**Passage shown**
○ ○ ○ ○ ○ ○ ○

---
author: R. S. Doiel
dateCreated: "2026-04-25"
dateModified: "2026-04-25"
datePublished: "2026-04-25"
description: "This post explores the potential for libraries and archives to serve as natural homes for\nlanguage models and emphasizes the importance of shifting the paradigm of AI development\ntowards public benefit rather than corporate interests. It highlights the need for\nresponsible AI development and considers the role of open-source projects like publicai.co.\nThe author raises questions about the feasibility of developing smaller, domain-specific\nmodels using available public data and argues that libraries and archives should focus on\ncurating and providing resources for such efforts. The post also reflects on the historical   \nevolution of computing and data storage, drawing parallels to potential future developments\nin AI. It encourages collective action and scientific communication to build a more\nequitable and sustainable AI ecosystem.\n"
keywords:
    - Library
    - Archives
    - Language Models
postPath: blog/2026/04/25/a_natural_home_for_language_models.md
title: Libraries and Archives, a Natural Home for Language Models

---


# Libraries and Archives, a Natural Home for Language Models

By R. Doiel, 2026-04-25

Libraries and archives are the natural places to create and curate language models. Their tradition of service, and their orientation toward protecting and preserving the public good, embodies an ethos that aligns with the responsible development of language models (a.k.a. "AI").

Libraries and archives have knowledge management baked-in[^1]. These institutions already participate in consortia to coordinate metadata practices and services. They host institutional repositories. However, these institutions and their repositories are currently under assault. They are being strip mined by corporate AI. The bot swarm denial-of-service attacks are a daily challenge for libraries and archives with an online presence. We must look beyond the current battle. It’s time to implement a future where libraries and archives thrive as institutions that serve as public repositories of knowledge, not just survive the present.

○ ○ ○ ○ ○ ○ ○

**Stored data**

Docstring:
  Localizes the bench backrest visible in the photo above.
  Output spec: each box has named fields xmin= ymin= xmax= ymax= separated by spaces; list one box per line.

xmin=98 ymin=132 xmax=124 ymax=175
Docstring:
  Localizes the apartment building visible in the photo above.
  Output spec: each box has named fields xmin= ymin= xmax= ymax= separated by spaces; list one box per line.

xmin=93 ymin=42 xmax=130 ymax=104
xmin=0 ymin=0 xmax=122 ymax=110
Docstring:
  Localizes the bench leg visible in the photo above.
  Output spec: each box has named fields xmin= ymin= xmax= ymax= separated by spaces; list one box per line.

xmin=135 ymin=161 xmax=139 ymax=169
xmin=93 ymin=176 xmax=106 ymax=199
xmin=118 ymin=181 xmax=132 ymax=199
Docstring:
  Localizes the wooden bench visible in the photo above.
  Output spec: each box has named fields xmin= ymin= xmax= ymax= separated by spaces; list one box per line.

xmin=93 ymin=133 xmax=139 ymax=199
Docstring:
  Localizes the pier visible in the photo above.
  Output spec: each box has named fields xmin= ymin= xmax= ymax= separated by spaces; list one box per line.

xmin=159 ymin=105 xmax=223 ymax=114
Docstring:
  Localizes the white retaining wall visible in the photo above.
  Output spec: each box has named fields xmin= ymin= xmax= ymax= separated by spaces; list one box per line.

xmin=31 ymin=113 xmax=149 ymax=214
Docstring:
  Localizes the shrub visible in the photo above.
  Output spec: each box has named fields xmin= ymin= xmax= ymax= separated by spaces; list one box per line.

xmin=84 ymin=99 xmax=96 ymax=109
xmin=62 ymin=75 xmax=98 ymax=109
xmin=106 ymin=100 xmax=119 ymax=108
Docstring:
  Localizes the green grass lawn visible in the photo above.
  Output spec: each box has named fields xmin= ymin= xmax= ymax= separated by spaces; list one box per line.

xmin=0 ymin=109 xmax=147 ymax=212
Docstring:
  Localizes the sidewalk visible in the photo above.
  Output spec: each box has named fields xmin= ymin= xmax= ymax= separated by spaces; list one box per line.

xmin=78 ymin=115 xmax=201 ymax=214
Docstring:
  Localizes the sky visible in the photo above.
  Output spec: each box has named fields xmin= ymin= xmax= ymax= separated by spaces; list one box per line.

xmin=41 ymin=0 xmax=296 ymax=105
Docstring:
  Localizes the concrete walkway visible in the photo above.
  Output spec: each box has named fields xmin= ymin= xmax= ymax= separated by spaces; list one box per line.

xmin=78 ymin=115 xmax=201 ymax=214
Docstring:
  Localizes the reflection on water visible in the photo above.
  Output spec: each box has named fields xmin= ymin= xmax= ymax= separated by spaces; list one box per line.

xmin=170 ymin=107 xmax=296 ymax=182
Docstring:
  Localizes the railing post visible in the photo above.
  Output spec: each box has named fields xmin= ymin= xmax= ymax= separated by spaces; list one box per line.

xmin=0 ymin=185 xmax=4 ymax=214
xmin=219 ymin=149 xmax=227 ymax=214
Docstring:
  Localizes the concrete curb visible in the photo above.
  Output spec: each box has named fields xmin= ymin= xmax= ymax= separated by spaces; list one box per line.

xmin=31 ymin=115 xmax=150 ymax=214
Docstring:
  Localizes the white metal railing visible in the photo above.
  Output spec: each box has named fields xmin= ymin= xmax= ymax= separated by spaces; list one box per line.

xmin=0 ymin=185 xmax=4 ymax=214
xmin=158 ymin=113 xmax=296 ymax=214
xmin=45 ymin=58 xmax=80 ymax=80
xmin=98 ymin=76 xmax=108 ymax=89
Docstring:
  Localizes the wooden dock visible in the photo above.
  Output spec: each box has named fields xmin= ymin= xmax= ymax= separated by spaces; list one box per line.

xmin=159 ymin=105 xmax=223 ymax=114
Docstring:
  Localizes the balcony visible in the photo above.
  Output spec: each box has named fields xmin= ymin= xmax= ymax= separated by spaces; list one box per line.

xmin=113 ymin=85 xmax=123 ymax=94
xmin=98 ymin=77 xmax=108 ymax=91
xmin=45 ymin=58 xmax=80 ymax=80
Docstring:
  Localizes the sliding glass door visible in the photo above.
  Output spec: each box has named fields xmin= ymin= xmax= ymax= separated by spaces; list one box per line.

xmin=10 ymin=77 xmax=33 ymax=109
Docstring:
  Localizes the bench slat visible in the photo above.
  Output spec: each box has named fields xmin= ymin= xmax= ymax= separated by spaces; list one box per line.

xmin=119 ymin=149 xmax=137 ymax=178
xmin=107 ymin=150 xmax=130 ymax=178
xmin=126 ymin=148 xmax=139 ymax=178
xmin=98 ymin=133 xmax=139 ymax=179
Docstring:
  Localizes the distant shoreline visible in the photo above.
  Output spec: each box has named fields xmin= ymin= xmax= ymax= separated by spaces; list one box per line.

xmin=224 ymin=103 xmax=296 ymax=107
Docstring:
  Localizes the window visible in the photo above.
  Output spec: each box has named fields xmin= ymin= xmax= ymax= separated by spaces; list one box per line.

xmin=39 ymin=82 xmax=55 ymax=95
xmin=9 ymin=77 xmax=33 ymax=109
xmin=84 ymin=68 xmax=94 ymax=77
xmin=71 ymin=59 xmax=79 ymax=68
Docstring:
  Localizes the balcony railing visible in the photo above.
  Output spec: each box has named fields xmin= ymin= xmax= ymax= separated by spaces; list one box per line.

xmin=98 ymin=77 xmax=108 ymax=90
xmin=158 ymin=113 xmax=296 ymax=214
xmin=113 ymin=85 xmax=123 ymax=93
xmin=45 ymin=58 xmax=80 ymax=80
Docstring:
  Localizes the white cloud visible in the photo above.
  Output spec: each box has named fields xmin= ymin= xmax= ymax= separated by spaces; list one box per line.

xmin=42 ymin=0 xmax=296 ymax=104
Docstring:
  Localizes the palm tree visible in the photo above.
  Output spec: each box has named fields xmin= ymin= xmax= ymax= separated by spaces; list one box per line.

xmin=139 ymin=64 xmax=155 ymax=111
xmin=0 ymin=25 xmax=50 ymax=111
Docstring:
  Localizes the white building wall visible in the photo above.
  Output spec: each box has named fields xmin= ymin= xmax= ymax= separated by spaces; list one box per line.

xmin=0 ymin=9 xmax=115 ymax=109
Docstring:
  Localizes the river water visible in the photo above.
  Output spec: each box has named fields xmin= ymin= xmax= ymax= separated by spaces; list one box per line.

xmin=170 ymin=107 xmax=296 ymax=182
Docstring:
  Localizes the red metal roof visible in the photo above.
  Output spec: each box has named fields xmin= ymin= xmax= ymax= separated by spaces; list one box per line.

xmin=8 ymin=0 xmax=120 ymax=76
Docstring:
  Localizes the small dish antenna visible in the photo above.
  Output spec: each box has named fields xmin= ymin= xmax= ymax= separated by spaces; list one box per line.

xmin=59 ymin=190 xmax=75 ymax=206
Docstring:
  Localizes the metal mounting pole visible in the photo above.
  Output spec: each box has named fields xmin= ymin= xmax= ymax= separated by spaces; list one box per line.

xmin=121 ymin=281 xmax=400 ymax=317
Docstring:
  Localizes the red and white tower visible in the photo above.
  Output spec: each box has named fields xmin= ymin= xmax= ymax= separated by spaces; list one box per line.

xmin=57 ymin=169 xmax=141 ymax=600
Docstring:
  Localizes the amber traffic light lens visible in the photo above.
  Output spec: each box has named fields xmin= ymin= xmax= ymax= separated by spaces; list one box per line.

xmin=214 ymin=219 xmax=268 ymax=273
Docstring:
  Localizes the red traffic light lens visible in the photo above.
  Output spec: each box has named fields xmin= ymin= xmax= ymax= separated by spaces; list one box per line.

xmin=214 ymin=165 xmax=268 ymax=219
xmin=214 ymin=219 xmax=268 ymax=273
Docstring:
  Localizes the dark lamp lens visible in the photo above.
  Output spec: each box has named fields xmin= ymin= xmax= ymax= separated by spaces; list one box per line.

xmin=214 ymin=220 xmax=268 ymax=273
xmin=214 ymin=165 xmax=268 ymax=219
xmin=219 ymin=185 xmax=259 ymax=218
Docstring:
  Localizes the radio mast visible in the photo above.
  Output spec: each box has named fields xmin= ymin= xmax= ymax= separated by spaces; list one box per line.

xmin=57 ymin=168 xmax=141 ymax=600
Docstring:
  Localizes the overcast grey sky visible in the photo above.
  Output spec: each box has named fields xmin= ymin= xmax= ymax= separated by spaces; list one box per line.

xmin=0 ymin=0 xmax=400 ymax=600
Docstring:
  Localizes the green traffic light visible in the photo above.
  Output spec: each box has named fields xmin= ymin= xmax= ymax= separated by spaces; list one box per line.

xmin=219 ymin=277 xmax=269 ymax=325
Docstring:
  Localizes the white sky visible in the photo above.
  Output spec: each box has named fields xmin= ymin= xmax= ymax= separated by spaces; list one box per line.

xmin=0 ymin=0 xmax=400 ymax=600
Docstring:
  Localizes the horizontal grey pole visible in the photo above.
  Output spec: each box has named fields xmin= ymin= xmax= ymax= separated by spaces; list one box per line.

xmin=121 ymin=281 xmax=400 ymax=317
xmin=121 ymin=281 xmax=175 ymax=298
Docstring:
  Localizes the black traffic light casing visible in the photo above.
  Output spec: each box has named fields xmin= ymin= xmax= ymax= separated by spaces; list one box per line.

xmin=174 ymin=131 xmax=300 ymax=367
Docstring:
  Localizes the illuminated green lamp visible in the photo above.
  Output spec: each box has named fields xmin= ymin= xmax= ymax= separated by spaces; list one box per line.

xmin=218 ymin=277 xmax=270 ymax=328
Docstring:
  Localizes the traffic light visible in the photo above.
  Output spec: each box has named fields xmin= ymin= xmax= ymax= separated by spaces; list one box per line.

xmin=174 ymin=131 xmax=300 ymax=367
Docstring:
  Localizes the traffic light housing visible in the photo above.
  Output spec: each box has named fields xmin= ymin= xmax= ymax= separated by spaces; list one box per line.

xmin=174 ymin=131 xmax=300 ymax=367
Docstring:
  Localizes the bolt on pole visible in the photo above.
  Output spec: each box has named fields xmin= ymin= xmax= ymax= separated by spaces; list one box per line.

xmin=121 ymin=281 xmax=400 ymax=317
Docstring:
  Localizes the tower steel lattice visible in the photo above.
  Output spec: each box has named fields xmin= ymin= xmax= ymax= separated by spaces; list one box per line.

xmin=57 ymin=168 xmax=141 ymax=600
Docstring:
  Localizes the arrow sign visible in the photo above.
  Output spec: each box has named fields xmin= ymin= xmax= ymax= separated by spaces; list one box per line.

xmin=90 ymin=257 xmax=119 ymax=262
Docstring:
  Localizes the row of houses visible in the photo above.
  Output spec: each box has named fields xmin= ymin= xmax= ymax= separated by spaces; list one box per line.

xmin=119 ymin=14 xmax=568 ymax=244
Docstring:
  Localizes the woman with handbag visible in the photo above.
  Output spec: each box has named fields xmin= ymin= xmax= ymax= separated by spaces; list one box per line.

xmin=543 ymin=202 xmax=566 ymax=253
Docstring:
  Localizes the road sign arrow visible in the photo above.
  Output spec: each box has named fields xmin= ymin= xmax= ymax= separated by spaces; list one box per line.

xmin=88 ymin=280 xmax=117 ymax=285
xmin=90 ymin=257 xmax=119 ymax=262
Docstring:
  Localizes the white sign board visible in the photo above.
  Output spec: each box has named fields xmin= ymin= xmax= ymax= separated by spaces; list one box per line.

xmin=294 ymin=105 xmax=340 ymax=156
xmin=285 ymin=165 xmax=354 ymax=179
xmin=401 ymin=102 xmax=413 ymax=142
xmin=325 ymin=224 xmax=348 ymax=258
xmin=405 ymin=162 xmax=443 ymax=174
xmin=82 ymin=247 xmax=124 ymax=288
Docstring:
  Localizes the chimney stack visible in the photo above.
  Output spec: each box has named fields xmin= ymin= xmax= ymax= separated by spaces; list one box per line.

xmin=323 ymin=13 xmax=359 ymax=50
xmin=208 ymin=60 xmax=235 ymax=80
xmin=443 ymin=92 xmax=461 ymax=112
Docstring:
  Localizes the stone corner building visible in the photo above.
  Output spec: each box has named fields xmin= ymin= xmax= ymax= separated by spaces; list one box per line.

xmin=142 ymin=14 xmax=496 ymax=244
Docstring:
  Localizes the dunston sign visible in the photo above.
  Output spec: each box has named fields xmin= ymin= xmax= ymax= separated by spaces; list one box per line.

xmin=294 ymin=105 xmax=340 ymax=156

○ ○ ○ ○ ○ ○ ○

**The tasks**
1 – Summarize the post on libraries and archives in two sentences.
2 – Rewrite the post on libraries and archives from "Libraries and archives have" up to and including "survive the present.", swapping "strip mined" for "plundered".

**Results of the tasks**
1 – Libraries and archives, with their tradition of service and their orientation toward protecting and preserving the public good, are the natural places to create and curate language models. These institutions already have knowledge management built in, but they are being strip mined by corporate AI and face daily bot swarm denial-of-service attacks, so the author calls for a future in which they thrive as public repositories of knowledge.

2 –
Libraries and archives have knowledge management baked-in[^1]. These institutions already participate in consortia to coordinate metadata practices and services. They host institutional repositories. However, these institutions and their repositories are currently under assault. They are being plundered by corporate AI. The bot swarm denial-of-service attacks are a daily challenge for libraries and archives with an online presence. We must look beyond the current battle. It’s time to implement a future where libraries and archives thrive as institutions that serve as public repositories of knowledge, not just survive the present.